Task details:
Take the line that has "Locate the stone" and all the lines that come after it in the records, and write them out again exactly. Add no other line.

** Information follows **

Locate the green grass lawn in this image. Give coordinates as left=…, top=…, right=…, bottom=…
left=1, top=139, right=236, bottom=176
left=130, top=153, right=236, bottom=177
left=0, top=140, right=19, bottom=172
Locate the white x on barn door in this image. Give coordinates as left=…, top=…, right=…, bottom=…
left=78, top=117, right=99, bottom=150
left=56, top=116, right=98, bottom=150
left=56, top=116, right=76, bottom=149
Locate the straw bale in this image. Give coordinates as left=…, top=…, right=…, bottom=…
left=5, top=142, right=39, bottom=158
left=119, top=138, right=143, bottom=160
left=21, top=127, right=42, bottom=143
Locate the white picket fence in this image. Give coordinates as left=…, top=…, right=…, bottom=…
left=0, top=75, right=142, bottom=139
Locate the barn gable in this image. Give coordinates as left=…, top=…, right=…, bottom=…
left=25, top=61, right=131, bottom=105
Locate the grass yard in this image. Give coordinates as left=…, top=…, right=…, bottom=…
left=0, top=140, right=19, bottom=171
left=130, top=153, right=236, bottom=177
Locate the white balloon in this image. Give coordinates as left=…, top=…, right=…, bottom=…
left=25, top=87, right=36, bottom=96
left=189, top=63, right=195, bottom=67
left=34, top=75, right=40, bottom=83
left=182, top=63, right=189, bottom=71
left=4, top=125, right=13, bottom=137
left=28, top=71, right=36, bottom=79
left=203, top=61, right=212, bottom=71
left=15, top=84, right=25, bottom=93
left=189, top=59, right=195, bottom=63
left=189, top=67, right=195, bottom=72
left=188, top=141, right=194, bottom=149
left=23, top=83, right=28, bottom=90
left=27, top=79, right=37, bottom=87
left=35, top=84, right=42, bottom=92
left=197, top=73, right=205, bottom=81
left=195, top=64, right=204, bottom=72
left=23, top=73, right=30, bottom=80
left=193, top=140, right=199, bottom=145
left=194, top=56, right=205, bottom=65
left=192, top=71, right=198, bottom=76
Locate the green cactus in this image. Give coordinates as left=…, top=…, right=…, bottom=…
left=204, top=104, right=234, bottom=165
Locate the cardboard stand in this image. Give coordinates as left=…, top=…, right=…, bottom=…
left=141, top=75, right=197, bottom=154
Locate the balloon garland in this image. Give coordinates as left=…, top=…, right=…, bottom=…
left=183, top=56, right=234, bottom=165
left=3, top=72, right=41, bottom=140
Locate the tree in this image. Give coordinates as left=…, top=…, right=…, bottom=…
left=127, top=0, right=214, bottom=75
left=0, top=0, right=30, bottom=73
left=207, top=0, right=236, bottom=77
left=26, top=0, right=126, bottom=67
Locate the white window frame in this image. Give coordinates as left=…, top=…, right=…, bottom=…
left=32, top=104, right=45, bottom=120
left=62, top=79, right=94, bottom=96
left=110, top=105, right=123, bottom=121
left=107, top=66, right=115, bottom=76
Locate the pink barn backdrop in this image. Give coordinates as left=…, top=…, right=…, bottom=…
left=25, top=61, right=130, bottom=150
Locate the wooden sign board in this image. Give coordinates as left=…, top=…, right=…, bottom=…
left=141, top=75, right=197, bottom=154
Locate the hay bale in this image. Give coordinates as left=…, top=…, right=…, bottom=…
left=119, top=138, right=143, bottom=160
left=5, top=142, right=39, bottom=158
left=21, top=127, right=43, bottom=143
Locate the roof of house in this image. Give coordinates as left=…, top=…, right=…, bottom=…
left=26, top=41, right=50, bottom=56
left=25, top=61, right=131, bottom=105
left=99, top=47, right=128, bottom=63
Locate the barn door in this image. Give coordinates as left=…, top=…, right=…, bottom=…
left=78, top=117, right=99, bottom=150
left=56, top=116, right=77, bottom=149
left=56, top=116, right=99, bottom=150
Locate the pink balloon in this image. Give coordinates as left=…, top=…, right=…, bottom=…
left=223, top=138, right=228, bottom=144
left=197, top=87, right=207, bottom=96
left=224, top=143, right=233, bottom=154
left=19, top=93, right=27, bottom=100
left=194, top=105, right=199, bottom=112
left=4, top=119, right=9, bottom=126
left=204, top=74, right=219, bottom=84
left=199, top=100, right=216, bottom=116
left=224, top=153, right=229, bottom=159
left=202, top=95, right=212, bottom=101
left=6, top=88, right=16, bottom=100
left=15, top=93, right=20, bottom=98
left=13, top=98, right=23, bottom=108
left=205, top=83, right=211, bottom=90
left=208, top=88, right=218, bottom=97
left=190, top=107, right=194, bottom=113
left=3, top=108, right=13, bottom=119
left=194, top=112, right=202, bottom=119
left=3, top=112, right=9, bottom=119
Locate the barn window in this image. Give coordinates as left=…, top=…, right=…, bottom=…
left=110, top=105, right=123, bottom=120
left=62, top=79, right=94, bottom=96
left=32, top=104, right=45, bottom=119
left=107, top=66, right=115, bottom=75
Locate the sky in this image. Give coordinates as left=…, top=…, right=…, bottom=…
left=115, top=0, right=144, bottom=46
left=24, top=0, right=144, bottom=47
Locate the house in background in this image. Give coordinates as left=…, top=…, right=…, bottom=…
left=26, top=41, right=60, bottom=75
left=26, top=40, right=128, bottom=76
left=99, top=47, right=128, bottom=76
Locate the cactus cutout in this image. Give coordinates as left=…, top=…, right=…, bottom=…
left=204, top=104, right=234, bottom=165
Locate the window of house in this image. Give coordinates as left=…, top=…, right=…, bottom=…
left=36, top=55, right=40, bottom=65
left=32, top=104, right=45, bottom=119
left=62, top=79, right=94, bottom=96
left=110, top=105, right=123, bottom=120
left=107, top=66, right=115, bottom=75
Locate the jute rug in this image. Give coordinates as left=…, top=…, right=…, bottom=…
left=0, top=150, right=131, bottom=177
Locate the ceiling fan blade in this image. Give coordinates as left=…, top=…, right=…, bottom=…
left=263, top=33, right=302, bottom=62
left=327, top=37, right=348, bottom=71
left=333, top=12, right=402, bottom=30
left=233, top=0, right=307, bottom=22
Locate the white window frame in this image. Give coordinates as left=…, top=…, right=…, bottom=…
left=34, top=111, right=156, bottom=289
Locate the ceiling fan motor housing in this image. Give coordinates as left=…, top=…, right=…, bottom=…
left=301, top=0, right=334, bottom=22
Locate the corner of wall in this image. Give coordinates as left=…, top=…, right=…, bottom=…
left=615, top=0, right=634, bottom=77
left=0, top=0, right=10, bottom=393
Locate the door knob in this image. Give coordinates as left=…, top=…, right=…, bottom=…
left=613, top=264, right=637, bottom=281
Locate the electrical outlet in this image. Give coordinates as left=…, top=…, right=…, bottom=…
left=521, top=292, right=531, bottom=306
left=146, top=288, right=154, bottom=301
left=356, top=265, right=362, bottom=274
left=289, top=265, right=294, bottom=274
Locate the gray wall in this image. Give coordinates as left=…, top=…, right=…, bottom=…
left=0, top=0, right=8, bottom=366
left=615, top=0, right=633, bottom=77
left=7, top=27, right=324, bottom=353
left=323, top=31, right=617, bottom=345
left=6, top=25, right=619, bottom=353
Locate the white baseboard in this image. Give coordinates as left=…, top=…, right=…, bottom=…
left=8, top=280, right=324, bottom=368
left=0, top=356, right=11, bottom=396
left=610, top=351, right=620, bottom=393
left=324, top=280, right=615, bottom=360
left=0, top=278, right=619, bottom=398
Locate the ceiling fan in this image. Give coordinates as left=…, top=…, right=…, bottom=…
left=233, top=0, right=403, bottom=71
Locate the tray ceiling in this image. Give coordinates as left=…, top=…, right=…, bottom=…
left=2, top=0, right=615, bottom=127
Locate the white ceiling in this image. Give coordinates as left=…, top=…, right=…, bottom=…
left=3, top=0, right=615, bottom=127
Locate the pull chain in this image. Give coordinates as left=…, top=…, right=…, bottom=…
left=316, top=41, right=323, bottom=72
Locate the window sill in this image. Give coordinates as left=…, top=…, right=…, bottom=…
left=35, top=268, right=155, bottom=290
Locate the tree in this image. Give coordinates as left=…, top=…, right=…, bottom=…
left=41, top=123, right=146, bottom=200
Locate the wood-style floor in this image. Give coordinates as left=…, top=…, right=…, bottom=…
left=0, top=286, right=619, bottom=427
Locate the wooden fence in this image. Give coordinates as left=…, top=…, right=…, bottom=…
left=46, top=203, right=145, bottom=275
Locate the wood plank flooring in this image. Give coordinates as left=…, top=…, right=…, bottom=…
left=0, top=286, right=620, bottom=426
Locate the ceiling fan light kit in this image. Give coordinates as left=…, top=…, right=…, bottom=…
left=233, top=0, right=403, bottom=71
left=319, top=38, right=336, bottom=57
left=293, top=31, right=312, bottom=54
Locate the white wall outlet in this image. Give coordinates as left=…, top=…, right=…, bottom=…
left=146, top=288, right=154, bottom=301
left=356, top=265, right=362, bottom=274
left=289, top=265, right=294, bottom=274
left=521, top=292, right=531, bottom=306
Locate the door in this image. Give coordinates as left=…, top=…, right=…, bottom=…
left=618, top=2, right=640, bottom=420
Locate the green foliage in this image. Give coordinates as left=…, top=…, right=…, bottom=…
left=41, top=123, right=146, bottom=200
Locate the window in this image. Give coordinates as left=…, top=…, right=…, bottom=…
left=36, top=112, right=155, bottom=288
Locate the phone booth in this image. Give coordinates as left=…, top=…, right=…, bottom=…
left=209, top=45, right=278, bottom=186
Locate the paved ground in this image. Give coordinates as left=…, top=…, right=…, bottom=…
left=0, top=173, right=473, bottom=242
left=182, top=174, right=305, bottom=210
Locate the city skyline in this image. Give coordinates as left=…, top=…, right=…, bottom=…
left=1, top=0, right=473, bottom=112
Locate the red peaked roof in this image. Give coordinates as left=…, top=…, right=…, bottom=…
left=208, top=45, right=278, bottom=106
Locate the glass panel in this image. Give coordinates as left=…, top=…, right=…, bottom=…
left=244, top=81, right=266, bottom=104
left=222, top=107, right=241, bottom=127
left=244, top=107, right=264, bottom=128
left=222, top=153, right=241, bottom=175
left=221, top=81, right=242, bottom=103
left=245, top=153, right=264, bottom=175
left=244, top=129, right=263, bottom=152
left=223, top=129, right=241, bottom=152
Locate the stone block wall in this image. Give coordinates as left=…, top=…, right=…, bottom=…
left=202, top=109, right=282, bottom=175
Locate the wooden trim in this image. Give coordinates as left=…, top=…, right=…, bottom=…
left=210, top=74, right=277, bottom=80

** End of Information **

Output of the exercise:
Locate the stone block wall in this image. Give coordinates as left=…, top=…, right=…, bottom=…
left=202, top=109, right=282, bottom=175
Locate the wooden trim in this image. Give coordinates as left=…, top=…, right=…, bottom=…
left=210, top=74, right=277, bottom=80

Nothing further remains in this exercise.